- EXPLORE THE MATERIAL
a – List the six character Pillars named in the interview below with teacher James Sye about character education.
b – Continue the interview below with teacher James Sye about character education, picking up after its final sentence.

Best Practices in Character Education: Q & A With Teacher James Sye
In his latest blog post, CHARACTER COUNTS! Director Jeff McMurdy spotlights a few exemplary educators who are doing great things with CHARACTER COUNTS!. James Sye, a seventh-grade language arts teacher at La Paloma Academy in Tucson, Arizona, was one of them. We asked him to share his perspective and a few pointers on how he makes CHARACTER COUNTS! work in his classroom.
What is your most important goal with your students? How does character education or pro-social learning factor into it?
As a 7th-grade language arts teacher, I have several goals. Over the course of the year, my primary goal is to get my students to read like detectives and to write like investigative reporters. In terms of including character education, I feel it’s my responsibility to teach my students life skills that revolve around being productive citizens as well as people of high character. CC! is a great tool to model good behavior.
In your blog, you’ve written about CHARACTER COUNTS! and the Six Pillars of Character. How have people responded to these posts?
I’ve received nothing but positive feedback.
How do you integrate each Pillar into your classroom? Are there particular activities or lessons that have worked well for you?
Our school has implemented a system where we (teachers) are responsible for focusing on a specific character trait of the month. We begin by selecting a student from our homeroom who best exhibits the character Pillar (trustworthiness, respect, responsibility, fairness, caring or good citizenship) to have a lunch that may include face painting, balloons and food to be determined by the CC! coordinator. The lunch honors and celebrates the students for making the right choices and setting a good example for other students. The academic portion that I implement in my classroom usually consists of a lesson with various objectives. I reach those objectives usually through view-and-responds based on the specified character trait of the month. We also do a wall display in collaborative groups about the monthly trait. Students love this because it gives them a chance to bounce ideas off one another. It also gives them a chance to display their artistic side for the whole school to see.

- ENTRIES PROVIDED
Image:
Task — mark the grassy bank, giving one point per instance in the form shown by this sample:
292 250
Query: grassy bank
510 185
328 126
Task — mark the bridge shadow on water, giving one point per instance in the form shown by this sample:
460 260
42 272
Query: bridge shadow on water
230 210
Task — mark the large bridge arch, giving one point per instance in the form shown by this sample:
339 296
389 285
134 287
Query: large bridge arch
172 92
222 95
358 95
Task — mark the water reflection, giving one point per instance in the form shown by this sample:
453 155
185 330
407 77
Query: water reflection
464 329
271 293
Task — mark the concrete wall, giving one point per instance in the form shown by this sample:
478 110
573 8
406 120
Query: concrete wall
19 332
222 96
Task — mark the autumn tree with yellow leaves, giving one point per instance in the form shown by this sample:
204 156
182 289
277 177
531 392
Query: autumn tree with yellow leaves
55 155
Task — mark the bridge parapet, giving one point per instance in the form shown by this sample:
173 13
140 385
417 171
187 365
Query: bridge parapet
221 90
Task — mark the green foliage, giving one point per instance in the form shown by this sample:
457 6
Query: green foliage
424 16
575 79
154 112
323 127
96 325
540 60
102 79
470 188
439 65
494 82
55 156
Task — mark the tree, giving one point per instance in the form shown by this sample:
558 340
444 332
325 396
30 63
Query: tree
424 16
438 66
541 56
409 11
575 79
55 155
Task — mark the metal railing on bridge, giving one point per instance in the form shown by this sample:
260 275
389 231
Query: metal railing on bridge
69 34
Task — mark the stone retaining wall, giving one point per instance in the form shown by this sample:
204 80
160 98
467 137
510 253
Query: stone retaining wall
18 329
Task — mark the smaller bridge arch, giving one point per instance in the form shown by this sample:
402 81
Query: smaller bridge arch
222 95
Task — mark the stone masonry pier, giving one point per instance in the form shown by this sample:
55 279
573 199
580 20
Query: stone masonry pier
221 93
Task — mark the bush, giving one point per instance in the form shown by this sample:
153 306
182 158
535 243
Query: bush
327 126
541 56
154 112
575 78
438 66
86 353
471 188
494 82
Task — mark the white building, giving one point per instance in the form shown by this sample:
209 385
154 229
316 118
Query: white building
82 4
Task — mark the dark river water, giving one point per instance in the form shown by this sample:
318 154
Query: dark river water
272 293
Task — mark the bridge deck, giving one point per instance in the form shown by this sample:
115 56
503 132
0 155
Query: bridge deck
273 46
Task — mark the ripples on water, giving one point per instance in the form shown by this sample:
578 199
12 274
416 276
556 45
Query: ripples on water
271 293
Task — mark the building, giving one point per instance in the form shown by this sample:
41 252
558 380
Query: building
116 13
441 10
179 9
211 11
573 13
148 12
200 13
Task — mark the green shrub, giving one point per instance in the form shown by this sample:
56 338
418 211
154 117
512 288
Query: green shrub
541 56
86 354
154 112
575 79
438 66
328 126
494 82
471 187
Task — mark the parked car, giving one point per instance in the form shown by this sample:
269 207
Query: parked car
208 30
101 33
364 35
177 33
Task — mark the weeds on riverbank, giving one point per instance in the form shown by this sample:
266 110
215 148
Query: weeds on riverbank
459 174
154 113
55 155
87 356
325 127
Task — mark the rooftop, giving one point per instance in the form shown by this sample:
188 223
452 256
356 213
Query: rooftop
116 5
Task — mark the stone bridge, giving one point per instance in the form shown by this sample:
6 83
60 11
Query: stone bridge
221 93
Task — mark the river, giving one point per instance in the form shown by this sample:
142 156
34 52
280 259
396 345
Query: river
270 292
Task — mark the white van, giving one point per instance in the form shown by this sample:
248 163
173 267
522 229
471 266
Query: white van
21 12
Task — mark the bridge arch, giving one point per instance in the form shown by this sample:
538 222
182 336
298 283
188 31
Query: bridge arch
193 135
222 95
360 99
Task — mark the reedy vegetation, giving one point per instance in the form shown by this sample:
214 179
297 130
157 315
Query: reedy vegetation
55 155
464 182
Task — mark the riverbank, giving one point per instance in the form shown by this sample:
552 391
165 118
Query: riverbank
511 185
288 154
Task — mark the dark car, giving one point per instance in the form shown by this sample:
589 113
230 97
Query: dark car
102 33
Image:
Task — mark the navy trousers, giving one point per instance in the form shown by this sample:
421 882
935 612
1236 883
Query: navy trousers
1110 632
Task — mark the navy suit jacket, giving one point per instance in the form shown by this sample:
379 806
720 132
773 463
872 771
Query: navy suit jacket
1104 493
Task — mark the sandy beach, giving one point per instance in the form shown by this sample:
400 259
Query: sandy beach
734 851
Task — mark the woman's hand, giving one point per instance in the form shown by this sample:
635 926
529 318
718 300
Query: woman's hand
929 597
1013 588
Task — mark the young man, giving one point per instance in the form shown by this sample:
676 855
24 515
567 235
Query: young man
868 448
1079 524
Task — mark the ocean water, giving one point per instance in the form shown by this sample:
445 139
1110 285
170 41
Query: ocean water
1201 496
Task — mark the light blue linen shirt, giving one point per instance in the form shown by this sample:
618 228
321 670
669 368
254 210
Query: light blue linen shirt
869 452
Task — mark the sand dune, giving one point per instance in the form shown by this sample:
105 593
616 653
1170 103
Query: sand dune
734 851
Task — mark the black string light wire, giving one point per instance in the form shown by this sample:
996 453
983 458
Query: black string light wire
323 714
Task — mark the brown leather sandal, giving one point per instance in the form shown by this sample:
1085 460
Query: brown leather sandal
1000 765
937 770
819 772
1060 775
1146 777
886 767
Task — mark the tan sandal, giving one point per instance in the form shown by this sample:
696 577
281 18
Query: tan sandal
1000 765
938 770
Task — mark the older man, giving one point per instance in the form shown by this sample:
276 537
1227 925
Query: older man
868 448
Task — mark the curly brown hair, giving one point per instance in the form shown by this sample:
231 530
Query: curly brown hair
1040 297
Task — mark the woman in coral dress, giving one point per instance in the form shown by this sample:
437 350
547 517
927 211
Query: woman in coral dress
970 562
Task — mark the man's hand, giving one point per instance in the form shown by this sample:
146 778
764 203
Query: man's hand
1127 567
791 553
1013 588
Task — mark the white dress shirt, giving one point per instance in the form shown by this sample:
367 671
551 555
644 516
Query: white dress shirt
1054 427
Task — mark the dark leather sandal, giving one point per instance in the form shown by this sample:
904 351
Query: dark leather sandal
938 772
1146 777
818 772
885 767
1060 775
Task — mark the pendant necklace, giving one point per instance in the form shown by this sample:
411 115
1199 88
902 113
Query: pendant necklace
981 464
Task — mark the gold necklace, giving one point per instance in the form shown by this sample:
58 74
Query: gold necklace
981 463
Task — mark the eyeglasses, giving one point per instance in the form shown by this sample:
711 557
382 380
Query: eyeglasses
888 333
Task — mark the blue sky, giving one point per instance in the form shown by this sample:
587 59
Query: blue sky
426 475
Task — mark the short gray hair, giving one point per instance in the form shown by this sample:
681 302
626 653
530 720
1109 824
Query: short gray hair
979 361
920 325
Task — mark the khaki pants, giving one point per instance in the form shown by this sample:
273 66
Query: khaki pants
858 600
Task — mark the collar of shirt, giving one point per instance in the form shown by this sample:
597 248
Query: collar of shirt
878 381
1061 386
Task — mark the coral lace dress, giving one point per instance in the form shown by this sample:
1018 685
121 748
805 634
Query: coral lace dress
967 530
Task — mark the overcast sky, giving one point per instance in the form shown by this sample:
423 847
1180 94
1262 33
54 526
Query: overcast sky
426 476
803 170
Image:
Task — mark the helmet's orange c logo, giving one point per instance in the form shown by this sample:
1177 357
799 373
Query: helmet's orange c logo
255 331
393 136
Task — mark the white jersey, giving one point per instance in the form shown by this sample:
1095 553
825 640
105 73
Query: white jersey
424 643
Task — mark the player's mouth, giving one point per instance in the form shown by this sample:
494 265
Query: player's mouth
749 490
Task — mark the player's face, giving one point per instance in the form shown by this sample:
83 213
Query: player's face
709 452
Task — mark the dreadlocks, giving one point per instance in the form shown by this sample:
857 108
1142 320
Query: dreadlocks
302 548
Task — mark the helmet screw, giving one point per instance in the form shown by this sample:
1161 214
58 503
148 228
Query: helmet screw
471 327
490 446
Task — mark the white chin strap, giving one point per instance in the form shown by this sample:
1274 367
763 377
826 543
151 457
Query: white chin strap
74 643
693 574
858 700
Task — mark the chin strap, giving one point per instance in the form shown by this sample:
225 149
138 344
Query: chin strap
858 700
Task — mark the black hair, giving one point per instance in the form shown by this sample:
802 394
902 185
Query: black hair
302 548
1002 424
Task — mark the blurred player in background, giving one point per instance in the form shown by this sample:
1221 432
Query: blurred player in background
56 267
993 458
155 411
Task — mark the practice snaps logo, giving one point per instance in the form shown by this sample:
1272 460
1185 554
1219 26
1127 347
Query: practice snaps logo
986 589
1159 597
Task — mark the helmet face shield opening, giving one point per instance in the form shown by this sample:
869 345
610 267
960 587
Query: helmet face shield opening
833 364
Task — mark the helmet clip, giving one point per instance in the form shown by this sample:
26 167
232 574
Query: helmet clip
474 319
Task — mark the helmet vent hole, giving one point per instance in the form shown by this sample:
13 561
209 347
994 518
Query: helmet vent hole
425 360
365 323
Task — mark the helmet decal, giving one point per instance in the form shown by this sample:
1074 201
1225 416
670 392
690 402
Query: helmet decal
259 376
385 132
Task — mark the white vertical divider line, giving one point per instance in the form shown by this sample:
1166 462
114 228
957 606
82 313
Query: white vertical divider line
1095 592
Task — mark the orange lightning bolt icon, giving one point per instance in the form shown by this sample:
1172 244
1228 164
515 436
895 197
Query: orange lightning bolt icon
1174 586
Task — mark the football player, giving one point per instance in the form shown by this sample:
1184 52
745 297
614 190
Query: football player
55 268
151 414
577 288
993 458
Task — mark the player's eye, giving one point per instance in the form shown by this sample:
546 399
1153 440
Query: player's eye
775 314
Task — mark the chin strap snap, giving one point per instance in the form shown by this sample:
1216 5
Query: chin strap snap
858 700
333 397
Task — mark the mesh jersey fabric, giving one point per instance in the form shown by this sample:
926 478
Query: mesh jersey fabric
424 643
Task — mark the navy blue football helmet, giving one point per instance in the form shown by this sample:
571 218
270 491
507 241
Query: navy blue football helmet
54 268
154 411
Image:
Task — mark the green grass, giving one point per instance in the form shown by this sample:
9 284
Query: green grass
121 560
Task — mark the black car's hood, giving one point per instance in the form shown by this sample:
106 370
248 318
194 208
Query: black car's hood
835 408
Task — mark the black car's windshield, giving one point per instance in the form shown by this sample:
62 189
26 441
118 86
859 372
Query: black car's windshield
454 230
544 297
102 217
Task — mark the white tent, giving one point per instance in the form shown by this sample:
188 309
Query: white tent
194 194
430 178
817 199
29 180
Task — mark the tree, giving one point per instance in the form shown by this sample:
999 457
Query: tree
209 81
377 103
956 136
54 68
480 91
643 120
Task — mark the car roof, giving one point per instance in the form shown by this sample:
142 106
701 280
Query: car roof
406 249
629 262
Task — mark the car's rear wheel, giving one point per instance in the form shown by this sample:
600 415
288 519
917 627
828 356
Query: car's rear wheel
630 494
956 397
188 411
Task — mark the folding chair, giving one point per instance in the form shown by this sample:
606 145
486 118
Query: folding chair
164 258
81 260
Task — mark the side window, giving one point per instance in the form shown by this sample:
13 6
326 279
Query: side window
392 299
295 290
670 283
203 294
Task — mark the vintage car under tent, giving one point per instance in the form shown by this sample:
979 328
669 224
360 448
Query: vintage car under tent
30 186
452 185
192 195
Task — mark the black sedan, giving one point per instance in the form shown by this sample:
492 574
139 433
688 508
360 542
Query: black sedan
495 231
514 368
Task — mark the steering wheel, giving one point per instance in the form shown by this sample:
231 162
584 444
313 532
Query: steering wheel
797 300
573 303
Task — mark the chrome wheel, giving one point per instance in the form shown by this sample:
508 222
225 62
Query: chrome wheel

- OUTPUTS FOR THE TASKS
a – trustworthiness, respect, responsibility, fairness, caring, good citizenship

b –
Here’s a sample Monthly Report that I use to help guide me through the character activities for the month.
This is the format that I use:
- Bell work that relates to the character trait of the month to jump-start the conversation
- State the objective for the lesson
- Lesson activities that include but are not limited to discussion, view-and-responds, discussion, collaborative groups for wall display
How have students responded to your use of the Six Pillars in the classroom? Have you noticed improvements in work/study habits, homework, tests and overall student behavior?
I have had success in the sense that students have begun to think about their actions. They are still in the process of growing and learning how to make the right choices. CC! helps provide a good learning tool that models good behavior. Students’ responses vary from character to character, and our classroom discussion helps students find their voice. I typically pose questions to the students, asking them about how the character specifically relates to them. Students love to talk about themselves as well as share their personal experiences if the right environment is provided. As I mentioned before, CC! is a good model for behavior. Whenever I see students making incorrect choices in regards to behavior, I have a reference point to bring the students back to when speaking with them.
Do you think lessons on social-emotional learning help the students academically?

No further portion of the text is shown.